Les consignes:
(1) D'après le texte sur la taxation des géants du numérique, quel pourcentage du chiffre d'affaires la taxe « GAFAM » française prélève-t-elle ?
(2) Poursuivez le texte sur la taxation des géants du numérique après sa dernière phrase.

Texte fourni:
╭──

Il faudrait donc que l'U.E. taxe le chiffre d'affaires ou les dividendes que Microsoft, Google, Apple et consorts réalisent sur le continent. Ce système a été envisagé un temps au sein de l'U.E. avant d'être abandonné en 2021. Il était par ailleurs décrié par de nombreux économistes.
En France, en revanche, une taxe « GAFAM », en place depuis 2019, prélève 3 % sur le chiffre d'affaires généré par certaines entreprises. Vivement critiquée par Trump lors de son premier mandat, cette taxe ne vise pas seulement les géants du web américain, contrairement à ce que son appellation laisse entendre. Elle s'applique aussi à des services numériques européens comme le norvégien Adevinta (Leboncoin). Car, rappelle Marianne Tordeux, directrice des affaires publiques de France Digitale, lobby des startups françaises, cibler les services d'entreprises d'une nationalité particulière serait inconstitutionnel au niveau français, comme au niveau européen.
Pour taxer les bénéfices ou chiffres d'affaires générés par les filiales européennes des sociétés américaines, il faudrait que les 27 membres se mettent d'accord, et revenir sur certains traités commerciaux, estime Bernard Lamon. « Ce serait une escalade commerciale inédite, qui irait plus loin encore que ce que fait Donald Trump. »
Un impact incertain sur l'économie européenne
Toutefois, si cette taxe devait voir le jour, reste à savoir si elle serait bénéfique économiquement pour l'Union européenne. « Il faut des études d'impact. On ne peut pas sortir des mesures comme celle-ci sans en évaluer les conséquences sur la compétitivité », juge Henri d'Agrain, délégué général du Cigref, association qui accompagne les services IT des entreprises françaises. Car entre 70 % et 80 % des dépenses des entreprises européennes dans le logiciel et le cloud vont à des acteurs américains, et sont massivement utilisées par les entreprises françaises.
Traduction : en cas de taxation plus importante sur leur bénéfice, il est probable que les clients de ces entreprises doivent payer plus cher. « Ce ne sont pas les marges des GAFAM qui vont baisser, ce sont les factures des utilisateurs ici qui vont grimper », estime Marianne Tordeux, de France Digitale. Le phénomène du report du coût de la taxe sur le client a déjà été observé en réaction à la taxe Gafam. En revanche, cette conséquence serait moins immédiate que celle des droits de douane américains, qui devraient aussi se faire ressentir dans le portefeuille des Américains.
Dépendance technologique
Certes en cas de hausse des prix, les entreprises européennes pourraient changer de fournisseur pour des acteurs européens. Mais ici encore, tout n'est pas si simple. Ces dernières années, l'augmentation du prix de certains services numériques américains n'a pas pour autant fait fuir les clients.

╰──

Matériel fourni:
╭──

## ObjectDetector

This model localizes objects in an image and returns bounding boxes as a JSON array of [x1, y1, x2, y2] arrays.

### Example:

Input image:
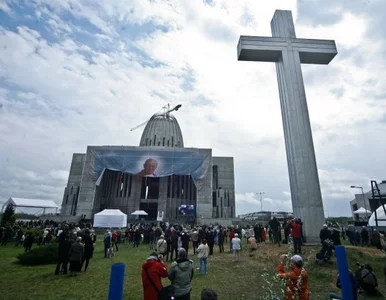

╰──

Réponses attendues:
(1) Elle prélève 3 % du chiffre d'affaires généré par certaines entreprises.

(2)
Lorsque VMware a appliqué une stratégie visant à maximiser ses profits suite à son rachat par Broadcom — notamment en augmentant drastiquement les tarifs et en imposant des changements unilatéraux aux conditions contractuelles antérieures — les entreprises ont grincé des dents, mais la plupart n'ont rien fait, rapporte Bernard Lamon. « Changer de fournisseur est un projet industriel extrêmement long, coûteux et complexe à mener. Changer de fournisseur cloud, c'est plusieurs années de travail et des centaines de millions d'euros », souligne Henri d'Agrain.
Lors du forum InCyber à Lille, Patrick Pouyanné s'est dit gêné de devoir choisir entre Google, Microsoft et Amazon, par manque de champion européen dans le numérique. Mais le PDG de Total s'est dit pourtant prêt à faire affaire avec un fournisseur européen, rapporte Les Échos. notamment « pour ces données les plus sensibles », a-t-il raconté sur scène.
Par ailleurs, dans le cloud, des alternatives européennes existent. OVHcloud a d'ailleurs vu son cours de Bourse s'envoler suite aux annonces de Donald Trump. Mais ce n'est pas toujours le cas pour toutes les fonctionnalités numériques. « Faire de la publicité via Instagram, être bien référencé sur Google, cela reste indispensable pour beaucoup d'entreprises. Car si vos clients sont sur ces plateformes, vous êtes obligés d'y aller. Les acteurs américains restent incontournables », pointe Marianne Tordeux.
Plusieurs grands groupes et ETI cherchent à se débarrasser de leurs services américains
Tout le monde ne partage pas cet avis. Pour Alain Garnier, co-fondateur de Jamespot, éditeur de logiciels collaboratifs, qui appelle de ses vœux une taxe sur les services numériques américains, l'« addiction » à ses services, bien qu'elle soit tenace comme toute addiction, n'est pas inéluctable.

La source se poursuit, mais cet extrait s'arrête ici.